EXTRACT below:

Slanted tobacco survey

Clearly Kessler believes tobacco is an enormous public health problem, as does the world's health community. The potential for preventing a generation of young people from becoming hooked on tobacco and becoming statistics in the next round of smoking-related deaths appears to be his motivation to bring tobacco under FDA regulation. The tobacco industry has responded with attempts to color Kessler a prohibitionist. It even includes that language in its national survey questions to ensure that it can falsely portray a public dissatisfaction with regulating tobacco.

For example, a recent Roper Starch telephone survey commissioned by R. J. Reynolds asks the question: ``Do you think the federal government should regulate the purchase, use, and production of tobacco products if such regulations would likely result in the prohibition of cigarettes or smoking ...?'' A Gallup survey commissioned by our coalition last year asked a different question and found that 68 percent of Americans - both smokers and nonsmokers - believe that tobacco products should be regulated by the FDA in a manner similar to how drugs are regulated.

End of EXTRACT.

### WHAT YOU WILL DO
(1) List every organization mentioned by name in the text on the slanted tobacco survey.
(2) Reproduce the portion of the text on the slanted tobacco survey starting at "Slanted tobacco survey" and ending at "with regulating tobacco.".
(3) State whether each statement agrees with the text on the slanted tobacco survey, answering yes or no and quoting the deciding words: (a) The Gallup survey was commissioned by R. J. Reynolds. (b) The Roper Starch survey was conducted by telephone. (c) According to the Gallup survey, 68 percent of Americans believe tobacco products should be regulated by the FDA in a manner similar to drugs.

RECORDS SHOWN below:

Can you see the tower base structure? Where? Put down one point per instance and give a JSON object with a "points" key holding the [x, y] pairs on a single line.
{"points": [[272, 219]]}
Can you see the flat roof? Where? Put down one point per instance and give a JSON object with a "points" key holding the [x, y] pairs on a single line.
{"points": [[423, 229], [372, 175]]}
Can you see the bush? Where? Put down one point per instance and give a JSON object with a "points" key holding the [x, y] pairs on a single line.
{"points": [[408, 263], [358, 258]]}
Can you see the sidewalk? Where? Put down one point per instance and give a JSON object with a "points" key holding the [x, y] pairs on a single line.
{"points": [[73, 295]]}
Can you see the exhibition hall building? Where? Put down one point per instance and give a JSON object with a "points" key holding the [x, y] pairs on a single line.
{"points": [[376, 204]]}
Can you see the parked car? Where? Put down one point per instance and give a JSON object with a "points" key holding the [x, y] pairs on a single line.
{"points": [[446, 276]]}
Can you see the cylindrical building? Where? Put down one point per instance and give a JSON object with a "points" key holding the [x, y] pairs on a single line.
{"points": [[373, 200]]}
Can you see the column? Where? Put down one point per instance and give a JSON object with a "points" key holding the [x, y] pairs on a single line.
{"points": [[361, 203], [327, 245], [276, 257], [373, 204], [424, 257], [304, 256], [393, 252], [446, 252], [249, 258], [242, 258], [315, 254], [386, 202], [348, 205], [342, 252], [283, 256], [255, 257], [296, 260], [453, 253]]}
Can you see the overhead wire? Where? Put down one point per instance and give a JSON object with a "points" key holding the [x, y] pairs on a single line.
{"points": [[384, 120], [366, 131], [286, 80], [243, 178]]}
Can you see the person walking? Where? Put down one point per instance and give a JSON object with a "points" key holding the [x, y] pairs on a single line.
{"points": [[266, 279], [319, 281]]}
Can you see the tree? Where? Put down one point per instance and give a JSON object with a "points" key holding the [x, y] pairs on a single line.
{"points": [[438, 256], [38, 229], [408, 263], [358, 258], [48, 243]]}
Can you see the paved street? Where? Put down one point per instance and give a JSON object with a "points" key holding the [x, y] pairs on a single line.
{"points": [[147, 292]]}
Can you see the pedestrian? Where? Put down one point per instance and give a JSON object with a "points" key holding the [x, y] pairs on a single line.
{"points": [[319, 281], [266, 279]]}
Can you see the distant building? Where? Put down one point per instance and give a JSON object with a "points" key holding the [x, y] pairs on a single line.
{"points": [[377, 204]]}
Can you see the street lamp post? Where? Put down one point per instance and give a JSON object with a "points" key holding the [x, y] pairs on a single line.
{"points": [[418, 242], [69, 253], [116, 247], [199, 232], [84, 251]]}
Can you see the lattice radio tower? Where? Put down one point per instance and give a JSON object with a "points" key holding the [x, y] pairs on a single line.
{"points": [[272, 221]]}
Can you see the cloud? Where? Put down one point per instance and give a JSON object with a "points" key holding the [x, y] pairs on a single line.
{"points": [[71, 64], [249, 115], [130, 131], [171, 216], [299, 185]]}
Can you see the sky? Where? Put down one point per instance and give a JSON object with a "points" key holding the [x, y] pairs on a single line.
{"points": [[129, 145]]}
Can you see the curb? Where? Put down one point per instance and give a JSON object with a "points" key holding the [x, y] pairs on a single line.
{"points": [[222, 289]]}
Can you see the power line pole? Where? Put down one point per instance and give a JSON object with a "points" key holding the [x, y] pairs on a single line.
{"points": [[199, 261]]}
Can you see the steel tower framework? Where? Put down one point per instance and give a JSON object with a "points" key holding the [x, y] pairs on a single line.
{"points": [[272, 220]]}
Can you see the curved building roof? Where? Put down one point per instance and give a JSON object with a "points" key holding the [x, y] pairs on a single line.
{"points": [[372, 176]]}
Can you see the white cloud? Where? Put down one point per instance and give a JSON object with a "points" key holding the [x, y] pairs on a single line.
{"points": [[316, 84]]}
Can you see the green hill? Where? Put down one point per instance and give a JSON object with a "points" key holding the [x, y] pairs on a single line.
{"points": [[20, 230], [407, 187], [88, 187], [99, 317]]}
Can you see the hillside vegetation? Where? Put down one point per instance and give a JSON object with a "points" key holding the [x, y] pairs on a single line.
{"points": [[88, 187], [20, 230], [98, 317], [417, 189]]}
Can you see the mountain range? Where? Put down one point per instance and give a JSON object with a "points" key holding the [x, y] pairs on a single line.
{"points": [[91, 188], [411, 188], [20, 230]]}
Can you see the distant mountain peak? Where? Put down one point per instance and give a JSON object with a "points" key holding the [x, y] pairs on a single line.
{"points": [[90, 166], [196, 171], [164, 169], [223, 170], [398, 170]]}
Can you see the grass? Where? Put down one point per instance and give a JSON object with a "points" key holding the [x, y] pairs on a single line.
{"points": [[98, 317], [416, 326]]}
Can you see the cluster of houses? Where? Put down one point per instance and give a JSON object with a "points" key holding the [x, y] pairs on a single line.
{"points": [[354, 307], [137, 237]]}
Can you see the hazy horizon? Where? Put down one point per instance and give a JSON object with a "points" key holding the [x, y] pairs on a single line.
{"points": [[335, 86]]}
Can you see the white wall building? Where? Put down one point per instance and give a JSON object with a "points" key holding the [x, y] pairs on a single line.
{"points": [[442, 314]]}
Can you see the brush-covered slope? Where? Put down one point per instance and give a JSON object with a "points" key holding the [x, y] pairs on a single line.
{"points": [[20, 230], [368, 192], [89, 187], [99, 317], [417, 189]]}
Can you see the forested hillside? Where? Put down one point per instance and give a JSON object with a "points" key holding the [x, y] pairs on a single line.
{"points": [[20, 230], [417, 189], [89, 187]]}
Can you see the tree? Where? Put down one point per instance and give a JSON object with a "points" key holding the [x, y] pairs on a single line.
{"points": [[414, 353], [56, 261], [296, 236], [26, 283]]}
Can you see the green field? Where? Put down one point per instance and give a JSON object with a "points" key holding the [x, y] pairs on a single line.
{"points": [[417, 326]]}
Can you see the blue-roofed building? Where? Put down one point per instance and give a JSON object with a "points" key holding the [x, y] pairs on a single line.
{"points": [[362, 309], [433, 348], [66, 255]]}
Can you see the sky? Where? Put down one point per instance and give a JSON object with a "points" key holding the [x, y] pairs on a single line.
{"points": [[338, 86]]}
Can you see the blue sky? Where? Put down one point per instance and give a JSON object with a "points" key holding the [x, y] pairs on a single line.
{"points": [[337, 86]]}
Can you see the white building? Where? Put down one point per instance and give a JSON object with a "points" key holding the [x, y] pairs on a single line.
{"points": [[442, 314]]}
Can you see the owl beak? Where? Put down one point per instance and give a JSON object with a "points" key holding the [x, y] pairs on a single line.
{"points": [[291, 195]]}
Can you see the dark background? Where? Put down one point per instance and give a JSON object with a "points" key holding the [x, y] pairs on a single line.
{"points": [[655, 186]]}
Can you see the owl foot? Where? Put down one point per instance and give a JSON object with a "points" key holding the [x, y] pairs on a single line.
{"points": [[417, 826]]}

End of RECORDS SHOWN.

### RESPONSES TO THE EXERCISE
(1)
FDA
Roper Starch
R. J. Reynolds
Gallup

(2)
Slanted tobacco survey

Clearly Kessler believes tobacco is an enormous public health problem, as does the world's health community. The potential for preventing a generation of young people from becoming hooked on tobacco and becoming statistics in the next round of smoking-related deaths appears to be his motivation to bring tobacco under FDA regulation. The tobacco industry has responded with attempts to color Kessler a prohibitionist. It even includes that language in its national survey questions to ensure that it can falsely portray a public dissatisfaction with regulating tobacco.

(3)
(a) No: "A Gallup survey commissioned by our coalition last year"
(b) Yes: "a recent Roper Starch telephone survey commissioned by R. J. Reynolds"
(c) Yes: "found that 68 percent of Americans - both smokers and nonsmokers - believe that tobacco products should be regulated by the FDA in a manner similar to how drugs are regulated"